Luminasio ☀️
Quando l'Emilia-Romagna si è ritrovata sommersa da un vischioso mare di fanghiglia, feci e terrore; eravamo certɜ di poter parlare di una grave perturbazione climatica.
 
Diversi decessi, da considerarsi omicidio delle politiche che rincorrono il feticcio del cemento e della moneta. Decine di migliaia di persone riunite in accampamenti, sfollate da case ormai irriconoscibili. Numeri che non oso rivedere, ma non serve l’esatta cifra per capire che raccontano storie.
 
Dato di altrettanta rilevanza, il numero di cuori che, sconfinando ogni geografia, si sono mossi nella solidarietà capace di farsi braccia e scavare fino all’ultimo detrito. I territori, ormai viscidi e deformi, si sono aggregati intorno a necessità non soddisfatte da chi promette bene e investe male. Dalla necessità, infatti, si sono costruiti rapporti di cura - per le persone e dalle persone, per il territorio e dal territorio - che hanno dato vita a una rete di mutualismo capace di spalare quanto di pretendere un’alternativa al mondo di fango a cui ci hanno ridottɜ.
 
Ci hanno chiamatɜ angeli del fango, dipingendo un ritratto romanzesco di una rabbia che, in verità, di romantico ha poco e niente. Parlavano di noi come di gran principini che galoppano eroicamente sul cavallo bianco per salvare le povere, sperdute, rassegnate, vittime dell'alluvione.

════

Cosa si chiede:
1. Elenca gli elementi di cui era fatto il mare che ha sommerso l'Emilia-Romagna secondo il testo sull'alluvione.
2. Prosegui il testo sull'alluvione in Emilia-Romagna dopo l'ultima frase riportata.
I record non servono a nulla in questo esercizio.

Dati forniti:

════

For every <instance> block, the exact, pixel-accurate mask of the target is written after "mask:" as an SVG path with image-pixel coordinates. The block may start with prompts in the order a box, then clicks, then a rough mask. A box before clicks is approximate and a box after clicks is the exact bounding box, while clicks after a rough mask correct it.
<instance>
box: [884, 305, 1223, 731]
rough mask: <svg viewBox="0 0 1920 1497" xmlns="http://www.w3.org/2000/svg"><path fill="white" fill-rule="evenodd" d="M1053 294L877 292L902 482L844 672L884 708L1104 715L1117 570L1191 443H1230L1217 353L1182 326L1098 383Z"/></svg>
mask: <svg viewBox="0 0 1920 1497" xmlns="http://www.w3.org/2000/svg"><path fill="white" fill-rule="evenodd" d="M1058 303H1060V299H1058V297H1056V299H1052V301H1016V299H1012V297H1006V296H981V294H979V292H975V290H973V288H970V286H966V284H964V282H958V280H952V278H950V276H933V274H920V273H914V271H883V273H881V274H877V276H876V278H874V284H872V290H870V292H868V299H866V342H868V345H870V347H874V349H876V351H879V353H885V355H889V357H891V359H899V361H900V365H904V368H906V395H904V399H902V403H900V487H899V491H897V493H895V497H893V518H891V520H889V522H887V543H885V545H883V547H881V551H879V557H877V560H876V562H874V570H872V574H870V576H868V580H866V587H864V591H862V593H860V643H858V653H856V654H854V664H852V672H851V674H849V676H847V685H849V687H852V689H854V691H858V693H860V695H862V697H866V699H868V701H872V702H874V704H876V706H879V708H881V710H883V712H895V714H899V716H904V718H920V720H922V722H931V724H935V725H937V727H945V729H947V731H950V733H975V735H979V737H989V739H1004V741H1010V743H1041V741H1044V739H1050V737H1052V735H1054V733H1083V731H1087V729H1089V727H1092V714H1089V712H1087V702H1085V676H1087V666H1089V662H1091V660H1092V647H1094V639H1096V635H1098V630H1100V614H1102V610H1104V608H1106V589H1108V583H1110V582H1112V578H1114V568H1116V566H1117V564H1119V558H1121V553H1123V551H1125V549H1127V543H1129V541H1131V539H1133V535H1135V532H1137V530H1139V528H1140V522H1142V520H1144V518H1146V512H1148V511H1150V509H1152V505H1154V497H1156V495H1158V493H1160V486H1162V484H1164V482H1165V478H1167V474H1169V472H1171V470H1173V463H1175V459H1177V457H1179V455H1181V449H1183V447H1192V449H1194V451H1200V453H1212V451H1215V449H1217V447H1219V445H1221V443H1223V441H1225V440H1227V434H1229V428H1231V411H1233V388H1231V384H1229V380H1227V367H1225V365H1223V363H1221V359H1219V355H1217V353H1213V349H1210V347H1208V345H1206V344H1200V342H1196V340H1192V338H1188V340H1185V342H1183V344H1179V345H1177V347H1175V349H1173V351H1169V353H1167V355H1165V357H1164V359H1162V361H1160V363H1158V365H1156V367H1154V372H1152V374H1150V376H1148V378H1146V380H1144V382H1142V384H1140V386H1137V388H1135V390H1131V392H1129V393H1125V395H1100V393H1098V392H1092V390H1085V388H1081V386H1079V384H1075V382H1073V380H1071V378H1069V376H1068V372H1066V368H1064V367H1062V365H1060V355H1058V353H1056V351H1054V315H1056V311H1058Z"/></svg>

════

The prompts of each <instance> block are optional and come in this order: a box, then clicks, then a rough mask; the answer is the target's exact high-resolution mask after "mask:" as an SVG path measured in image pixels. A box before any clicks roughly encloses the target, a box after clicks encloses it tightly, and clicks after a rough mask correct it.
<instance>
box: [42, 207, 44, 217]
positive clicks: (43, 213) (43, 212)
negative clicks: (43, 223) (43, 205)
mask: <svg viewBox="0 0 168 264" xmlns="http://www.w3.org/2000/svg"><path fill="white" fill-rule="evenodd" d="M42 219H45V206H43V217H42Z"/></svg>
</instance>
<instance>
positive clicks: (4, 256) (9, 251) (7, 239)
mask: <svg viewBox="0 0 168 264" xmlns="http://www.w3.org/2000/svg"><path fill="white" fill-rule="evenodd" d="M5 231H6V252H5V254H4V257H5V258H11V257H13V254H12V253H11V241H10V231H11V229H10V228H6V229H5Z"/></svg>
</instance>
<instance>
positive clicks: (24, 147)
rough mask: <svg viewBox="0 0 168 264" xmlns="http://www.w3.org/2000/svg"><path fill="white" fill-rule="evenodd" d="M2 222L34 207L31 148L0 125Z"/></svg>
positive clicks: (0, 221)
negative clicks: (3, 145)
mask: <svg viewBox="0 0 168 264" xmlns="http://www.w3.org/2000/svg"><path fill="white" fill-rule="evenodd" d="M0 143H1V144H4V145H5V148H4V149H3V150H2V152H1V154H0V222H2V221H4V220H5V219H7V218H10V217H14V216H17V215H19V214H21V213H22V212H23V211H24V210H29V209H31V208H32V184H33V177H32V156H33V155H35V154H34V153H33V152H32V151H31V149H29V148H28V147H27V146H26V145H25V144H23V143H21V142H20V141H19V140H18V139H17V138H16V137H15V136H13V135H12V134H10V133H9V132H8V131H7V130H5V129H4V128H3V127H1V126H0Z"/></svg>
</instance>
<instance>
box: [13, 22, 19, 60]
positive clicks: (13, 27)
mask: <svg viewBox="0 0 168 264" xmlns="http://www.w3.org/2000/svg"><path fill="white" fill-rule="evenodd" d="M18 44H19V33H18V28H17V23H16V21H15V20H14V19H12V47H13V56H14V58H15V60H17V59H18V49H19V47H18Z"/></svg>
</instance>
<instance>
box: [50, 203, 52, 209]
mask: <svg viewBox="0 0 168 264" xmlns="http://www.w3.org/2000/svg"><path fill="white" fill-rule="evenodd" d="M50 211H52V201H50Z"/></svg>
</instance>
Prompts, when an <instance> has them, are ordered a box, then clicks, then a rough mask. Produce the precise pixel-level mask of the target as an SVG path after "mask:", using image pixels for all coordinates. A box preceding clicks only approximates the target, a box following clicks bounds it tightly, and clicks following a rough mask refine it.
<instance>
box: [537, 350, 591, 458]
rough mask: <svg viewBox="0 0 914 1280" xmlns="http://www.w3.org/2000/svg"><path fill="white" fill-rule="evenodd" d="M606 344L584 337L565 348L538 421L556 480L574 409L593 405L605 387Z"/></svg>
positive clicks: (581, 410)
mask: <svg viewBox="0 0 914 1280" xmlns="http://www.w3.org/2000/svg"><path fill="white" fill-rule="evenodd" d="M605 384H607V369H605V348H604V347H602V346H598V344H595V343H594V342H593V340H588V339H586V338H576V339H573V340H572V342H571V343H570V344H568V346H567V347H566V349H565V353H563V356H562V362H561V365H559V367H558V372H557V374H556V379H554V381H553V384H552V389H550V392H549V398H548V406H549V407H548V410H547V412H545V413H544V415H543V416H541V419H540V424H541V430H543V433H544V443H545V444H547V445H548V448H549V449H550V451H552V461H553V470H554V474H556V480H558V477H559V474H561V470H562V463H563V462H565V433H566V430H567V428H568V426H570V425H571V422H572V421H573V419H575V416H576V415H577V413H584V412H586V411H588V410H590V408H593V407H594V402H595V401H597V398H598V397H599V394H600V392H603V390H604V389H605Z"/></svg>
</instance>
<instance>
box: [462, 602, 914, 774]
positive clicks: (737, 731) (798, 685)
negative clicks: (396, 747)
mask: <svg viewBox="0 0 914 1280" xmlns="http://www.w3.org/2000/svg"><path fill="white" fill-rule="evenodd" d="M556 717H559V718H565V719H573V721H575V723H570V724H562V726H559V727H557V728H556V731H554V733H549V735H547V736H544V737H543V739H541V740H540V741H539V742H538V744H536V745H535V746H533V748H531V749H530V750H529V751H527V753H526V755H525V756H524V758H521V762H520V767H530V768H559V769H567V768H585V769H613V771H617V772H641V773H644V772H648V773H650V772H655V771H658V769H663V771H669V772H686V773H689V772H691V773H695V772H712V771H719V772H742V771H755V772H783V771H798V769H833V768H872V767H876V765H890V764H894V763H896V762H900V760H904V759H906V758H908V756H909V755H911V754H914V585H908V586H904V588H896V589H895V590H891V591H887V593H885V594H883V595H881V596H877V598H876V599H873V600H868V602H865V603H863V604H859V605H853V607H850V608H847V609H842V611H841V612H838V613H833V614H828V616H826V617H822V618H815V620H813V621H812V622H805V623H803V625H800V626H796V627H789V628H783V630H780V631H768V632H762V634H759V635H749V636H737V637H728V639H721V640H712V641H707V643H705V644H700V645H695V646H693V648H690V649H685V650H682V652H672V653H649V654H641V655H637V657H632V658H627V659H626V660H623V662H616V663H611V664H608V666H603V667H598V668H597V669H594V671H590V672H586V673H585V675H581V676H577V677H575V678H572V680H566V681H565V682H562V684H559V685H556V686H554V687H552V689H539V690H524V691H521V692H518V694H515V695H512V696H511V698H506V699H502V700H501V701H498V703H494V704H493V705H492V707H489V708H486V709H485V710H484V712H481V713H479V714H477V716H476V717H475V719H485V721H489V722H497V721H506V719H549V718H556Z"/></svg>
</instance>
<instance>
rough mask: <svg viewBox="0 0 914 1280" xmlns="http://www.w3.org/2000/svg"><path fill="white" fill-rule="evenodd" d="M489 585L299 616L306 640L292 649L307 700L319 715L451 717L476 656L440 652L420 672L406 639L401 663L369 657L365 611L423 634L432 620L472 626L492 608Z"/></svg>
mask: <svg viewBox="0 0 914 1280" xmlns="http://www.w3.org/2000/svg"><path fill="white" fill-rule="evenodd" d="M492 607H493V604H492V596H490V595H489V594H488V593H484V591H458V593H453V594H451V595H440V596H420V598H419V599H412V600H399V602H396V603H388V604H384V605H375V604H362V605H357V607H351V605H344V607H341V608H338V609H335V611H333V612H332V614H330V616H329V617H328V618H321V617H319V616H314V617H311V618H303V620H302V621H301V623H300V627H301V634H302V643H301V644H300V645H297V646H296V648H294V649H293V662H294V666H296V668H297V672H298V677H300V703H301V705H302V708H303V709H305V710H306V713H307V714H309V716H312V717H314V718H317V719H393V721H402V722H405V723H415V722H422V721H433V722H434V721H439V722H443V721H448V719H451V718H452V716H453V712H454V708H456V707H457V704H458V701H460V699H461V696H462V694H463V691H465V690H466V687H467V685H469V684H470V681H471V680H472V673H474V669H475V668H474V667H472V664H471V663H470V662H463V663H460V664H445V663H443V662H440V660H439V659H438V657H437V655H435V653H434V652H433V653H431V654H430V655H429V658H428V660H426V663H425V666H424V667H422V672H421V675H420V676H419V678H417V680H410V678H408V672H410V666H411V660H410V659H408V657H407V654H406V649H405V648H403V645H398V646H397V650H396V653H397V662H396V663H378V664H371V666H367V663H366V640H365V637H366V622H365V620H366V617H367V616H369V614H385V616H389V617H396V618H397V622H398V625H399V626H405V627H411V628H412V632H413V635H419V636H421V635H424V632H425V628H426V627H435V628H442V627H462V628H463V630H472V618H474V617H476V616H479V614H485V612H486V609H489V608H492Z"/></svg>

════

Risultati attesi:
1. fanghiglia, feci, terrore

2.
Ma ci siamo guardatɜ attorno e, di vittime, non ne abbiamo vista l’ombra. Perché non ci sono vittime, in questa storia. Ci sono carnefici e rapporti di potere; mani sporche di sangue e cemento che schiacciano mani sporche di fango.
 
 
Quella rete di amore che è stata capace di mobilitare mari e monti per portare conforto a chi si è vistə togliere tutto, ha ricostruito le strade inagibili, i relitti delle abitazioni, le poche attività che ancora si potevano salvare dalle macerie. Ma, soprattutto, è stata capace di impugnare la pala quanto una pretesa: mai avremmo tollerato di dover indossare gli stivali ancora una volta; di dover, ancora, fare i conti con gli ovvi e annunciati disastri di chi ha scelto il fango e la tragedia, piuttosto che scegliere la gente.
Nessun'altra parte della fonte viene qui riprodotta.